** start of Exercise input **

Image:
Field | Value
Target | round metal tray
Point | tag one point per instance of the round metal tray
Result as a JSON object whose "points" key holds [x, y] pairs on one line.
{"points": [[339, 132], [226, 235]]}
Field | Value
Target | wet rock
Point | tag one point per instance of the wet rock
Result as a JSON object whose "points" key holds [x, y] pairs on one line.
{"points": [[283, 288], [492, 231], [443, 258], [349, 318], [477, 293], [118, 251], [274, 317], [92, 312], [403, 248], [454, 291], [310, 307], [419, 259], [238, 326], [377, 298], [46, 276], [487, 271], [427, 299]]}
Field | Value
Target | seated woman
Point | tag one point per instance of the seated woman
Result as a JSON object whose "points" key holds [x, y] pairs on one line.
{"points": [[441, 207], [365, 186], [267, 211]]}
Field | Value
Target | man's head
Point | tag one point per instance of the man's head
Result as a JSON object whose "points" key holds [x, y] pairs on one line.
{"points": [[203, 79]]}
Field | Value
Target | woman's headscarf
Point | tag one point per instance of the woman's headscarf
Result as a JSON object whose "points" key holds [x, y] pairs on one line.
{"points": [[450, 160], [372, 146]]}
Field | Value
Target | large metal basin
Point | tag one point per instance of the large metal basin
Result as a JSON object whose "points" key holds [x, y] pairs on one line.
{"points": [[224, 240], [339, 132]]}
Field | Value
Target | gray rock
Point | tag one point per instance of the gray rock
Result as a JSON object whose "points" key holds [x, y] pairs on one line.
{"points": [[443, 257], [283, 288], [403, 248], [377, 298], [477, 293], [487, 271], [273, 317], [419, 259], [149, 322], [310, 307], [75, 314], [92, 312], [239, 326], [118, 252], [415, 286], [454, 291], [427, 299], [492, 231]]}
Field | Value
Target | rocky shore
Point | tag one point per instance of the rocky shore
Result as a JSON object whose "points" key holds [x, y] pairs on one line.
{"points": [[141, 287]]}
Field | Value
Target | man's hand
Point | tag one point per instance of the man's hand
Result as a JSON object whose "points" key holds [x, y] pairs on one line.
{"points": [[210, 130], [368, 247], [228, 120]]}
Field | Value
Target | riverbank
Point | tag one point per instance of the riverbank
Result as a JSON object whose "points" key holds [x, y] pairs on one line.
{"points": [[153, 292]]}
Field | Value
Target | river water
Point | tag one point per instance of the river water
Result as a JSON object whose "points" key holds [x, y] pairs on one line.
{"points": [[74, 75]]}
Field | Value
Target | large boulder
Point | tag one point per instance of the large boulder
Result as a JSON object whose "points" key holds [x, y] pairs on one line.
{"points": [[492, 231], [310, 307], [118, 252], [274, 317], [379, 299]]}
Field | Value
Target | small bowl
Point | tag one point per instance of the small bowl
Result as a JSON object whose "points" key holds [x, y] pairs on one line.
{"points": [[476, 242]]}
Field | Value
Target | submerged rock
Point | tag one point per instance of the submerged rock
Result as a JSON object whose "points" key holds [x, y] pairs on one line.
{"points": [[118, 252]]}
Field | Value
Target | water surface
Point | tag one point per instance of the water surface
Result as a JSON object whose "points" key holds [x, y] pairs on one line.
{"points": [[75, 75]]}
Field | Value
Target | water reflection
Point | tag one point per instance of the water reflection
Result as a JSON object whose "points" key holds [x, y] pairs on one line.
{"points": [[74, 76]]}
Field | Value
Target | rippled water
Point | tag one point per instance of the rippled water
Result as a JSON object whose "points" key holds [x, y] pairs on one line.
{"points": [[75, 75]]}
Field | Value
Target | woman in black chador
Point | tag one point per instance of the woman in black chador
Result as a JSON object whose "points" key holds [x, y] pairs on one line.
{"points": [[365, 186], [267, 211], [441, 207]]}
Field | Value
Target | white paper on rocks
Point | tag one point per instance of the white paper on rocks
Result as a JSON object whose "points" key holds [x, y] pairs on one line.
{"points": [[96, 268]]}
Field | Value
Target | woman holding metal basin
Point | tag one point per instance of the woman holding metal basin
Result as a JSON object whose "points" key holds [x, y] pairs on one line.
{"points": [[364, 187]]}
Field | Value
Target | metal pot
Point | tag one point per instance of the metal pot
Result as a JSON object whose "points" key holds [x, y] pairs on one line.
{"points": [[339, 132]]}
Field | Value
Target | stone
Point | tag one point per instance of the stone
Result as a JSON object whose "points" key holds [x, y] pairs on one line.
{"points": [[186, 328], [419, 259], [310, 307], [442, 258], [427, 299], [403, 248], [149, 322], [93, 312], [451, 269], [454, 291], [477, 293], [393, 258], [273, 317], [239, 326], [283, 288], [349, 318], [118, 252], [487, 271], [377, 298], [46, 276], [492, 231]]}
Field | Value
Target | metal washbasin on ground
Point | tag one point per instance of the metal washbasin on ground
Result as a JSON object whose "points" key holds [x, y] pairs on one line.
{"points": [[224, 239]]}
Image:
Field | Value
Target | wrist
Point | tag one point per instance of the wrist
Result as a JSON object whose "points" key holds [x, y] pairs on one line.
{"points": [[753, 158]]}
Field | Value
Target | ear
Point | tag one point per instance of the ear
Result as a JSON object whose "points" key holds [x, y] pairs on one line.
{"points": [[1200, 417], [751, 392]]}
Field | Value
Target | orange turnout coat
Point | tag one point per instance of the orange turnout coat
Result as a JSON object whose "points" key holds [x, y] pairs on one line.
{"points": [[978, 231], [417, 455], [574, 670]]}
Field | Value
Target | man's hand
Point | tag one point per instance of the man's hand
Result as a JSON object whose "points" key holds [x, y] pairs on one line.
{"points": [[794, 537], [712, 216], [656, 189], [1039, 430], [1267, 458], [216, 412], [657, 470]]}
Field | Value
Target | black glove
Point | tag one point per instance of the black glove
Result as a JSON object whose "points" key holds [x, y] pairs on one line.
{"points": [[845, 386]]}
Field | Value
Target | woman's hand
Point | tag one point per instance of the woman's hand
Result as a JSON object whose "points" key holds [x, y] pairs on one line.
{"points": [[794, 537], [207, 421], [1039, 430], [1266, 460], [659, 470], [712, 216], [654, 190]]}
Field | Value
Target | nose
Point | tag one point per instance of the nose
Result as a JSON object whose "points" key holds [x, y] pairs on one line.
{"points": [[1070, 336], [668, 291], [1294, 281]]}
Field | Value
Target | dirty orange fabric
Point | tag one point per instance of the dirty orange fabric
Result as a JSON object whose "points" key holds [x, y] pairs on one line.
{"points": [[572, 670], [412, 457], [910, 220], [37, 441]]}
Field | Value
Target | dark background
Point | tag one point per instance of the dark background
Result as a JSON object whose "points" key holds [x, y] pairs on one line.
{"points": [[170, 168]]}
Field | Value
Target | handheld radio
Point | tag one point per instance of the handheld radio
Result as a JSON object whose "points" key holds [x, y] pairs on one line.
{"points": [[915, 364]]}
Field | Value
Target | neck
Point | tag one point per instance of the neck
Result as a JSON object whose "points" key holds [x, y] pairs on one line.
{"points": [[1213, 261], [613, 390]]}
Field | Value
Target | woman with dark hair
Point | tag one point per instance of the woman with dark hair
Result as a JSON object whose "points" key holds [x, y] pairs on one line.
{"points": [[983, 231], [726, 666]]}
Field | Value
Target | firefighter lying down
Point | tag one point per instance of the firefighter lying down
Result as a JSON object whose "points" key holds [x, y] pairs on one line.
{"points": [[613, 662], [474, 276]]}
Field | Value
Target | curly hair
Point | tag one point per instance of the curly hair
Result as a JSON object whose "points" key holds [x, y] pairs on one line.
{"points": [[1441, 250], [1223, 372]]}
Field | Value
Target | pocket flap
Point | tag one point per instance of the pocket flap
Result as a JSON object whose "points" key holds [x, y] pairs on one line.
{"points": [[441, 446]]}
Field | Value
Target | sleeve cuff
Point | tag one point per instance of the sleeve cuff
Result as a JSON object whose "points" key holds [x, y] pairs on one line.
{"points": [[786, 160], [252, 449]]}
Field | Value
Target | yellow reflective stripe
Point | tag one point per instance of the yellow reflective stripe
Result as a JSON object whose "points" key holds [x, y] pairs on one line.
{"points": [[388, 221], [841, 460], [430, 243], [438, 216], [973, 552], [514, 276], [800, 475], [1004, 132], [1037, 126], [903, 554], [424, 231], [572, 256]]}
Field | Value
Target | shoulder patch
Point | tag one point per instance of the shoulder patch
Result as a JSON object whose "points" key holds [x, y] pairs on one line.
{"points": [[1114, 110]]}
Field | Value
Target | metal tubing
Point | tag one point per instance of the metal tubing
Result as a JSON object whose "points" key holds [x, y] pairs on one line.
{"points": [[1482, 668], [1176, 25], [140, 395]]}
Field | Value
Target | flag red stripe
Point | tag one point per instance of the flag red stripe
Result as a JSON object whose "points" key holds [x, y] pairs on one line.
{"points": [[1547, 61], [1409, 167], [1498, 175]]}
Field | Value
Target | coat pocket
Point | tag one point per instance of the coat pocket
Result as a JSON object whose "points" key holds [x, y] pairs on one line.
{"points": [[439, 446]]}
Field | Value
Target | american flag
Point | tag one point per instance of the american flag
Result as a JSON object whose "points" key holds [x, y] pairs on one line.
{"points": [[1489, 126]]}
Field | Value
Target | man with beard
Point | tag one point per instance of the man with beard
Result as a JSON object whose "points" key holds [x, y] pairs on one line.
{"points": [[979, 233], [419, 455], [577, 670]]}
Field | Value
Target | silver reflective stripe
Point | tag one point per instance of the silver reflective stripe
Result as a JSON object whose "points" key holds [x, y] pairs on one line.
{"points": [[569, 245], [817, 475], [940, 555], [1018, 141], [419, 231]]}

** end of Exercise input **

[Task objective]
Gather every line of the data above that contains the word "fabric", and copy each of those lines in full.

[Solution below]
Target | dirty orange fabric
Point | tag one point per instance of the dirty orange fabric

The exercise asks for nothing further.